===== Source data =====

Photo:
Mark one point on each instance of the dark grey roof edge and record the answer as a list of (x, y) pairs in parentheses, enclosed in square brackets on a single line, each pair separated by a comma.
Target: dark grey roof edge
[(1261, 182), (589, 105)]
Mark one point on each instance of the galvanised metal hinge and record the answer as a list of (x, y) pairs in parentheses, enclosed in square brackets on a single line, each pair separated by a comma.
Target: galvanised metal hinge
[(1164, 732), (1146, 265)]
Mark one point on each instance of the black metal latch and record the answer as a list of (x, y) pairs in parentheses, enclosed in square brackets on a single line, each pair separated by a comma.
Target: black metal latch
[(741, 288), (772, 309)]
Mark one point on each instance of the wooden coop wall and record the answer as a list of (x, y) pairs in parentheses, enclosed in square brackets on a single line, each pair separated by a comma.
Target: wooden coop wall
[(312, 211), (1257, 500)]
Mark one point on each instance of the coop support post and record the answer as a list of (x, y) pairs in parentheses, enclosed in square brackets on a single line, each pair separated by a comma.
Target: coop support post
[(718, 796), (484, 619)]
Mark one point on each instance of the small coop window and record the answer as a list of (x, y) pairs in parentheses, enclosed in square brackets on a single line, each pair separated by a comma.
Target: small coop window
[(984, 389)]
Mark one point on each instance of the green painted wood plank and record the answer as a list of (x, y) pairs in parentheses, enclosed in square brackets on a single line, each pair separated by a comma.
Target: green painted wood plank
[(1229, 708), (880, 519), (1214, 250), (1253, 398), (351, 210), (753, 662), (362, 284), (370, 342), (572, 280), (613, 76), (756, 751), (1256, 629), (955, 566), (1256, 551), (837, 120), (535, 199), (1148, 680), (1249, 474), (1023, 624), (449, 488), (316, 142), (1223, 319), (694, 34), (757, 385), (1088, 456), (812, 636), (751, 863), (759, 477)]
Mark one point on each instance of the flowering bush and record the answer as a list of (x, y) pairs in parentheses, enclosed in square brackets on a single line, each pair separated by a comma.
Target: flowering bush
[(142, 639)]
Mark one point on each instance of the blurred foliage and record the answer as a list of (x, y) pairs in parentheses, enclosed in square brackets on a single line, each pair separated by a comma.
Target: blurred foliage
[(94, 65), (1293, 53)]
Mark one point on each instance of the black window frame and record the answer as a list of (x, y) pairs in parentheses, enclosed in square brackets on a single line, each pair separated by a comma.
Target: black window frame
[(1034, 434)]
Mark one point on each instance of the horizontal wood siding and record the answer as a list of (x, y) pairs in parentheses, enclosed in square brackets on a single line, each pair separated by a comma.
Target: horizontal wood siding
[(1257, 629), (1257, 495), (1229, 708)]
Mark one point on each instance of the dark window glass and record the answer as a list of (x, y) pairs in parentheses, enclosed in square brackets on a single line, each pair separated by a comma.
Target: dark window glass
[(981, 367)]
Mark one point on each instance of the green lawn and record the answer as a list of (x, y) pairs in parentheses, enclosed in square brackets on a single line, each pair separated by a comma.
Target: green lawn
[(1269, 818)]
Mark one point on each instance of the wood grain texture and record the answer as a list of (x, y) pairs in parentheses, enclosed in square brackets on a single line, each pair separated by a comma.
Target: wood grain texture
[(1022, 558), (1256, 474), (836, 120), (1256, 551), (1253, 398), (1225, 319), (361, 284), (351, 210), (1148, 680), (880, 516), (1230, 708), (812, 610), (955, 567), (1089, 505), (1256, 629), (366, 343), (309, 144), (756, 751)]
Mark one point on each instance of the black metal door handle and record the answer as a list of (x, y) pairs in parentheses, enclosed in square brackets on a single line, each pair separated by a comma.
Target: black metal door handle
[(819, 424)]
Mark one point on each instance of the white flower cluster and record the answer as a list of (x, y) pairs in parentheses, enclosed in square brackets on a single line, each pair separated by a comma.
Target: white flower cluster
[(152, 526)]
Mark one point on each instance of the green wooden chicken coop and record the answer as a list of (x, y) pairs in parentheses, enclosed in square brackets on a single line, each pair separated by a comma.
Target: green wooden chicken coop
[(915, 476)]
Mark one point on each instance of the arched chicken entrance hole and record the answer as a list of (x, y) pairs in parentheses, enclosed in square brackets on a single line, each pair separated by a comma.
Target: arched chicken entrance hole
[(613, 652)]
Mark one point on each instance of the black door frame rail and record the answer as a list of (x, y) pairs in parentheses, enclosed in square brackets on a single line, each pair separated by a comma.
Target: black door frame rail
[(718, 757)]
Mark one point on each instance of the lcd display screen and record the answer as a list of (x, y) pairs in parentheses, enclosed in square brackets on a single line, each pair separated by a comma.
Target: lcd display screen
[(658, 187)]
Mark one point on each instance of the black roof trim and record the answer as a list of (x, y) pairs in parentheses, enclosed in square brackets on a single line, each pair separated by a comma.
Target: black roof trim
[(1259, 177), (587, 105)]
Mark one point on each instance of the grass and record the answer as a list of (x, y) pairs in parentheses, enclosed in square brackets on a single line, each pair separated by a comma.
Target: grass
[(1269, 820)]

=====

> _Work instructions_:
Each entry must appear again in the answer exactly as written.

> _Answer space_:
Photo:
Mark one point on each instance of the dark grey roof edge and record the answer as a list of (x, y) pairs in parentheses, enclosed in square brackets on a single line, each pair separated by a comma.
Target: dark grey roof edge
[(1261, 182), (589, 105)]
Mark one point on each instance of the galvanised metal hinge and record the answer as a list of (x, y) pairs in parentheses, enclosed in square brackets on a single line, each pair separated by a comma.
Target: galvanised metal hinge
[(1164, 732), (1146, 265)]
Mark one point on each instance of the black metal latch and record the answer as a list of (x, y) pairs in parentheses, enclosed in square brackets on a single line, each pair separated by a comma.
Target: black metal latch
[(741, 288), (772, 309)]
Mark one point on each instance of the wooden coop wall and record the answer as a list of (x, y) pairs in parentheses, enclosed in square brackets on a single line, each pair separated by a comma.
Target: wooden coop wall
[(312, 211), (1257, 500)]
Mark one point on each instance of the coop support post and record the answer as a list of (x, y) pairs in parentheses, enclosed in square brackets on a single line, each pair separated by a comma.
Target: coop support post
[(718, 796), (484, 619)]
Mark one point on each instance of the small coop window and record the answer as a list of (x, y) pairs in parentheses, enclosed in square brackets on a single line, each pair separated by a comma.
Target: small coop window
[(984, 389)]
Mark one point on each instance of the green painted wood plank and record the answer as a list of (x, y) pairs in parentheses, enclosed in square brackets on a single line, each pair separated by a comma.
Target: green painted wood plank
[(1229, 708), (880, 519), (1214, 250), (1253, 398), (351, 210), (753, 662), (362, 284), (370, 342), (572, 280), (613, 76), (756, 751), (1256, 629), (955, 566), (1256, 551), (837, 120), (535, 199), (1148, 680), (1249, 474), (1023, 624), (449, 488), (316, 142), (1223, 319), (694, 34), (757, 385), (1088, 456), (812, 636), (751, 863), (759, 477)]
Mark one point on each instance of the flowering bush and record the answer as a list of (x, y) pairs in parentheses, enclosed in square brackets on a single line, each pair separated by a comma.
Target: flowering bush
[(142, 639)]
Mark one point on each instance of the blurred foliage and record the answer as a list of (x, y) pairs in parentheses, enclosed in square brackets on a single line, each pair separated by a comma.
Target: blurred foliage
[(94, 65), (1293, 53)]
Mark one point on each instance of the black window frame and record the answer as a list of (x, y) pairs in parentheses, enclosed in square brackets on a single line, each pair separated by a comma.
Target: black window frame
[(1034, 434)]
Mark one point on each instance of the horizontal wood siding and record the answer as a list of (x, y) pairs in parentheses, enclosed in square brackets on a single line, each pair separated by a comma.
Target: horizontal wood siding
[(1257, 629), (1257, 495), (1229, 708)]
Mark one point on each instance of the dark window glass and record the answer as a list of (x, y) pairs in parentheses, enclosed in square brackets on a single line, each pair separated by a comma.
Target: dark window glass
[(981, 367)]
Mark one point on each instance of the green lawn and record the answer as a list of (x, y) pairs in parentheses, enclosed in square brackets on a single line, each pair separated by a comma.
Target: green lawn
[(1269, 818)]
Mark one point on each instance of the wood grain texture and record the answer as a list of (x, y) pairs in parentheses, enclosed in square brackets on a single line, each pair separated by a comma.
Target: wood grain texture
[(1022, 558), (1256, 474), (836, 120), (1256, 551), (1253, 398), (1225, 319), (361, 284), (351, 210), (1148, 680), (880, 516), (1230, 708), (812, 610), (955, 567), (1089, 505), (1256, 629), (366, 343), (309, 144), (756, 751)]
Mark one point on each instance of the black metal door handle and record the answer as a list of (x, y) pairs in parentheses, enclosed in square brackets on a single line, each pair separated by a comma.
Target: black metal door handle
[(819, 424)]
Mark one point on each instance of the white flower cluster and record the answer as a list of (x, y) pairs in parentheses, enclosed in square brackets on a single line, each pair separated by a comma.
Target: white flower cluster
[(152, 526)]
Mark one point on each instance of the green wooden chicken coop and record the answer as a list of (x, y) pairs in parentheses, enclosed in square brackets on a single line, each pair separated by a comma.
Target: green wooden chicken coop
[(915, 476)]
Mark one point on each instance of the arched chicken entrance hole and record the answer as a list of (x, y) pairs in parentheses, enclosed in square brackets on a single line, each pair separated by a comma.
Target: arched chicken entrance hole
[(613, 652)]
Mark one point on each instance of the black door frame rail and record the answer as a list of (x, y) pairs in parentheses, enclosed in square brackets on a single line, each pair separated by a comma.
Target: black door frame rail
[(718, 757)]
Mark one point on each instance of the lcd display screen and record the answer as a list of (x, y) pairs in parentheses, enclosed in square brackets on a single line, each pair separated by a comma.
Target: lcd display screen
[(658, 187)]
Mark one point on each instance of the black roof trim and record the answer as a list of (x, y) pairs in parentheses, enclosed in square brackets on a single line, each pair separated by a comma.
Target: black roof trim
[(1259, 177), (587, 105)]
Mark one point on each instance of the grass and record the answer as a list of (x, y) pairs in parentheses, enclosed in square brackets on a single line, each pair separated by a comma.
Target: grass
[(1269, 820)]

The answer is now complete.